Work order
Look for the line that has "box: [0, 0, 596, 171]" in the material below; please repeat it and every line after it, exactly, up to and including the line that has "positive clicks: (328, 131)", and nothing else.

Input data
>>>>>
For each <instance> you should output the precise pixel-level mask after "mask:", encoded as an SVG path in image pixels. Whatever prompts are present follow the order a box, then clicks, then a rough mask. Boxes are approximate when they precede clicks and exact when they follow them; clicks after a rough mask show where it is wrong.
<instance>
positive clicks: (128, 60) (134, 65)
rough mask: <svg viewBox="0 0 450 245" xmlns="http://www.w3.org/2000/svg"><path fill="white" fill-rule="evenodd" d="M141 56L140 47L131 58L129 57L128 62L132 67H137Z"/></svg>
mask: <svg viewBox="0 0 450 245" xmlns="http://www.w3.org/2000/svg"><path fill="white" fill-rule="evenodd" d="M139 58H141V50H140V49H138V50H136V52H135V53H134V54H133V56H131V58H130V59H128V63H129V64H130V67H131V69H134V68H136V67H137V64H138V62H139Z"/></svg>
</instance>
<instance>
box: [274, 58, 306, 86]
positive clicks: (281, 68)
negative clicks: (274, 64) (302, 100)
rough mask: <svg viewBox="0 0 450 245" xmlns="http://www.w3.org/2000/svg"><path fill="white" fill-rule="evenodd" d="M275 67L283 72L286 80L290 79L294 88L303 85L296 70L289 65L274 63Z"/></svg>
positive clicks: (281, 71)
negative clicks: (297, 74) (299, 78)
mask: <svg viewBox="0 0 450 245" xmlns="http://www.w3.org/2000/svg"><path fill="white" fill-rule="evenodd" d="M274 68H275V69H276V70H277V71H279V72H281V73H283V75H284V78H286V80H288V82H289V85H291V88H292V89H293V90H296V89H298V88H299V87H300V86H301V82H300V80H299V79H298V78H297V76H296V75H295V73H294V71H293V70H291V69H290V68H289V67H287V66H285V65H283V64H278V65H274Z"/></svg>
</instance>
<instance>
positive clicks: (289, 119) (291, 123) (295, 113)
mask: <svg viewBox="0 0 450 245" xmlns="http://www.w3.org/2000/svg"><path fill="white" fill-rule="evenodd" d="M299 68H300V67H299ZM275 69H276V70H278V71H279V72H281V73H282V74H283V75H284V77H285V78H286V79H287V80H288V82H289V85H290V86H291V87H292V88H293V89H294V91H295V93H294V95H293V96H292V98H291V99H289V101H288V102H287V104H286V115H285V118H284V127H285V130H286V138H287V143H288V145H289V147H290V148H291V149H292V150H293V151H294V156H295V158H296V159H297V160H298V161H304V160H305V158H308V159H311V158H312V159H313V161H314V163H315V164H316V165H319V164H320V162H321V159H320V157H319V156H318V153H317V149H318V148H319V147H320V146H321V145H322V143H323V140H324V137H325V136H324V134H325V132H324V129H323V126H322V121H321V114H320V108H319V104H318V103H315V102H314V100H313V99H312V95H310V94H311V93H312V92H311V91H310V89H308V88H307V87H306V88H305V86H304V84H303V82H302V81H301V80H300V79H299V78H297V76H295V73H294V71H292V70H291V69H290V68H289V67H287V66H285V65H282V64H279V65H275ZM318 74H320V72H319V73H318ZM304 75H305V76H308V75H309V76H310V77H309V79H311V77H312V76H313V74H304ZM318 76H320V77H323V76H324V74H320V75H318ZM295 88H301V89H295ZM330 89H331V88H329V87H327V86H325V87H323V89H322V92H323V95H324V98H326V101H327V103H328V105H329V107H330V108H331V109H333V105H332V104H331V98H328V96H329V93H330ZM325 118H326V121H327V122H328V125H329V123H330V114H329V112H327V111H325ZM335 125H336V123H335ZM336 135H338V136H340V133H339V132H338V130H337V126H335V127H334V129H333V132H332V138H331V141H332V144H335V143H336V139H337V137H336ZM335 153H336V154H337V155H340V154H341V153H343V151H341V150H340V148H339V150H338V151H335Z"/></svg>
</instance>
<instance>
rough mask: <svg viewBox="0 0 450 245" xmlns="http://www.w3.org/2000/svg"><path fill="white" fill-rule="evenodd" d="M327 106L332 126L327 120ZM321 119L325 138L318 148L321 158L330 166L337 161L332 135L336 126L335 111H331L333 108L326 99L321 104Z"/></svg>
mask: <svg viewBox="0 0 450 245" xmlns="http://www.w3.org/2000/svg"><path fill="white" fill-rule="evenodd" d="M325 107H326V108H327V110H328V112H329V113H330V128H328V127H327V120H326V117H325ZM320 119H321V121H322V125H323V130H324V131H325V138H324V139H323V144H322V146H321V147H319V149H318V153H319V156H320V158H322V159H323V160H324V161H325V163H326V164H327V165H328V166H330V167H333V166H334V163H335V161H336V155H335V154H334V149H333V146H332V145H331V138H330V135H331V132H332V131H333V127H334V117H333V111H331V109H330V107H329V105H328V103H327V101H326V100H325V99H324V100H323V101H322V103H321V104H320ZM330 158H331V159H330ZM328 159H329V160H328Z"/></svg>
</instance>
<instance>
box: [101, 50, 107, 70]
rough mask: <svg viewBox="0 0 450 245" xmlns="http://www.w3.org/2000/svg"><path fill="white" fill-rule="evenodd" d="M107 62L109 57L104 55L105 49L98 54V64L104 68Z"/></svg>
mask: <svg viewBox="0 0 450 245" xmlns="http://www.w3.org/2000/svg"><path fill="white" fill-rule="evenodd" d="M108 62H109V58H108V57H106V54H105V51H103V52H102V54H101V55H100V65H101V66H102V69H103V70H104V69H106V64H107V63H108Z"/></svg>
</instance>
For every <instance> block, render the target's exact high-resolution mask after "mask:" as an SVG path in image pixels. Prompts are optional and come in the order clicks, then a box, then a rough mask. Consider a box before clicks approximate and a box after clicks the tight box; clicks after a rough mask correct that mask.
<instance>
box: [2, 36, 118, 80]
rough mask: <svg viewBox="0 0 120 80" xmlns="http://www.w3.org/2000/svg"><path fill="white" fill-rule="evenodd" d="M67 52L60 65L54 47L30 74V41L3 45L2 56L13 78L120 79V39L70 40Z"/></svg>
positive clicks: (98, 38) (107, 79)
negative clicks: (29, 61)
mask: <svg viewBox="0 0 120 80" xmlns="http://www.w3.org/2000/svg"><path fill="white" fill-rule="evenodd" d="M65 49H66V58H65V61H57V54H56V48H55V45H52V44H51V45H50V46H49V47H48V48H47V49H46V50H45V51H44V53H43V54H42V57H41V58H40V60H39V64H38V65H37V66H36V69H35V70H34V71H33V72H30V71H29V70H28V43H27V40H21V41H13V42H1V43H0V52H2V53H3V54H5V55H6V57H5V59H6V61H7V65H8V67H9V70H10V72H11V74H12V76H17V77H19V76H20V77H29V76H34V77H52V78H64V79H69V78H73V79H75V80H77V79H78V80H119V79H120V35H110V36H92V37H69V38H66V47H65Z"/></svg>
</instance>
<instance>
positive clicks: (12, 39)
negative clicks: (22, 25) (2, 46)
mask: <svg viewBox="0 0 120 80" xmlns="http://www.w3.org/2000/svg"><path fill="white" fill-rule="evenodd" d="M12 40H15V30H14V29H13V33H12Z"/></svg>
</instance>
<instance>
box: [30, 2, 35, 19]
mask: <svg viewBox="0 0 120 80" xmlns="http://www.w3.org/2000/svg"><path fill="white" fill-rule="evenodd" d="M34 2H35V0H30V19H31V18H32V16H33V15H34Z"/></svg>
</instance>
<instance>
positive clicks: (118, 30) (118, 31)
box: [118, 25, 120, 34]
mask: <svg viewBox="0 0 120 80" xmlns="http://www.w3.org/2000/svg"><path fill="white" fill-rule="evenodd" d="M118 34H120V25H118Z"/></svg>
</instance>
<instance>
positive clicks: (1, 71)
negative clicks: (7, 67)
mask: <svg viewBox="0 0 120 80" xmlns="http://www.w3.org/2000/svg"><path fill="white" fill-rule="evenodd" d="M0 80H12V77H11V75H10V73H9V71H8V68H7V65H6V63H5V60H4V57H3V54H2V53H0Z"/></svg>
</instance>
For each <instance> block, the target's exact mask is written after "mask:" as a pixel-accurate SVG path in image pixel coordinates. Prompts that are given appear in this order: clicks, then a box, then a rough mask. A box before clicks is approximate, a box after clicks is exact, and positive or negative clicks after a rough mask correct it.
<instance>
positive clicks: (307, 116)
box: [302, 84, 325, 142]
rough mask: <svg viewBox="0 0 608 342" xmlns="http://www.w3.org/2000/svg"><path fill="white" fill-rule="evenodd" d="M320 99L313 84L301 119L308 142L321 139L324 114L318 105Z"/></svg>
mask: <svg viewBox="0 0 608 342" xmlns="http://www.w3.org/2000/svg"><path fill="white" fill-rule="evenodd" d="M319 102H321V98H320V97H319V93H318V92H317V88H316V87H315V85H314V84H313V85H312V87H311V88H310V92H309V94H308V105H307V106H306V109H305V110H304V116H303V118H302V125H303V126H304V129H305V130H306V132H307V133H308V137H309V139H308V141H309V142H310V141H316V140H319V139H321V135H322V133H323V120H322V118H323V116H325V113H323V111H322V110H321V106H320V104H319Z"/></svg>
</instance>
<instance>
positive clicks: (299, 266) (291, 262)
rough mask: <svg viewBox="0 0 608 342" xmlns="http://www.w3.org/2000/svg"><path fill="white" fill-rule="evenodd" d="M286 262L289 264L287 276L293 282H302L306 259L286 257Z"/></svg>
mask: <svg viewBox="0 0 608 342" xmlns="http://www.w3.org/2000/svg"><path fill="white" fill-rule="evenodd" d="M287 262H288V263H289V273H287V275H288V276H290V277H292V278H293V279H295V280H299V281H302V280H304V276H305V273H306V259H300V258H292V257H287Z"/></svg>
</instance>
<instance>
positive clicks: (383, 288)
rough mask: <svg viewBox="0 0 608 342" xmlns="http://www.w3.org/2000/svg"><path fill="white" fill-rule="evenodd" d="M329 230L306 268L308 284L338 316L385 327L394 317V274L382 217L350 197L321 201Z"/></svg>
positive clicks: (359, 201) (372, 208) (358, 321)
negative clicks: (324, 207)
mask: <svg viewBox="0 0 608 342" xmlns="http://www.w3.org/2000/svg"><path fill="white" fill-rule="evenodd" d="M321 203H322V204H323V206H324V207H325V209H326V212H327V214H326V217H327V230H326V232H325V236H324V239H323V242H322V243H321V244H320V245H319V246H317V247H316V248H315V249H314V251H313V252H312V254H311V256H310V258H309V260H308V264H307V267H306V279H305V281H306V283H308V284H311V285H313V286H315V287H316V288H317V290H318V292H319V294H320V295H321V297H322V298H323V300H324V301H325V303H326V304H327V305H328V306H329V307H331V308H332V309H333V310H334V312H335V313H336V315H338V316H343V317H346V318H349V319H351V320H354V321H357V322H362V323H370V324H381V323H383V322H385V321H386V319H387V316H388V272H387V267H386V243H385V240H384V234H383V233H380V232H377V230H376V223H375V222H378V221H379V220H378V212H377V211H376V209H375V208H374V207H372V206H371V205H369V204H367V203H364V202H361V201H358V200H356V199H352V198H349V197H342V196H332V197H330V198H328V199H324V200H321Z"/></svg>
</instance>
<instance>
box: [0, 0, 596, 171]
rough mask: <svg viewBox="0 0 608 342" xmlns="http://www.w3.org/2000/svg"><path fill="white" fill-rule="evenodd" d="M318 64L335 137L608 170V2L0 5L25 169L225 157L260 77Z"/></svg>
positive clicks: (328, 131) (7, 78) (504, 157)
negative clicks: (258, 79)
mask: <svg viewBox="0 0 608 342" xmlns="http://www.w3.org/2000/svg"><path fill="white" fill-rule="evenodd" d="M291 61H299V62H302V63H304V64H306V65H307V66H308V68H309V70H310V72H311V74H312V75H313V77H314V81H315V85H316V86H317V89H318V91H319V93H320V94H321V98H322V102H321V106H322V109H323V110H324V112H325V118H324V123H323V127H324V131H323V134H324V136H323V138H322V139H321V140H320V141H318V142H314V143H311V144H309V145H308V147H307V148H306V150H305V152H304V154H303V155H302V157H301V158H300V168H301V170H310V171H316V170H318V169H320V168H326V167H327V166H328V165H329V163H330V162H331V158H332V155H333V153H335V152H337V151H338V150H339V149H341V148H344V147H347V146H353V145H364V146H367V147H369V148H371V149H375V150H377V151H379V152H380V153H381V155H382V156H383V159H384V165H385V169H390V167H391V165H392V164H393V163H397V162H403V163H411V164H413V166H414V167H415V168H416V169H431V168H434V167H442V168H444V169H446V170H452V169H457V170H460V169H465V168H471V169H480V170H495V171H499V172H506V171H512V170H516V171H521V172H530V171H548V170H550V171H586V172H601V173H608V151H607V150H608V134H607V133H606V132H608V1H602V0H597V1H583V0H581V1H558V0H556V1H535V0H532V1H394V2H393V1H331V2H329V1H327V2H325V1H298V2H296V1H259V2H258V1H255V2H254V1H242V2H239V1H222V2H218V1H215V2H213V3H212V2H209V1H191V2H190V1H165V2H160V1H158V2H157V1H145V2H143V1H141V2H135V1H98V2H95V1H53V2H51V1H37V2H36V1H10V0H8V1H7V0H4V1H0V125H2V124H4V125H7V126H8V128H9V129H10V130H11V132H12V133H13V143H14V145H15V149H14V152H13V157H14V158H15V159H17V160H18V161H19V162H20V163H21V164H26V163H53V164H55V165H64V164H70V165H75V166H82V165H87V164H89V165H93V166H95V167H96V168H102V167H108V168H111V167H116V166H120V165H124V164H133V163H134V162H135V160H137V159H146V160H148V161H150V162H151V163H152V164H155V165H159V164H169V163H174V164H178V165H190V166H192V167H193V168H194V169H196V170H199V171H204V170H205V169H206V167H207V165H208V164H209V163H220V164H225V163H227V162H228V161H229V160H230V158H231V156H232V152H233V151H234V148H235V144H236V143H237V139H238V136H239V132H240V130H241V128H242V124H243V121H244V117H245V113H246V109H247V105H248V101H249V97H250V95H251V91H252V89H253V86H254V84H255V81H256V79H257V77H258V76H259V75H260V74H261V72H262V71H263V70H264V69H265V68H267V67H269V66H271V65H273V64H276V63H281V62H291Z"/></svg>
<<<<<
Reply to the exercise
box: [0, 0, 596, 171]
rough mask: <svg viewBox="0 0 608 342" xmlns="http://www.w3.org/2000/svg"><path fill="white" fill-rule="evenodd" d="M318 64L335 137L608 170V2L0 5L25 169L225 157L260 77Z"/></svg>
positive clicks: (328, 131) (7, 78) (504, 157)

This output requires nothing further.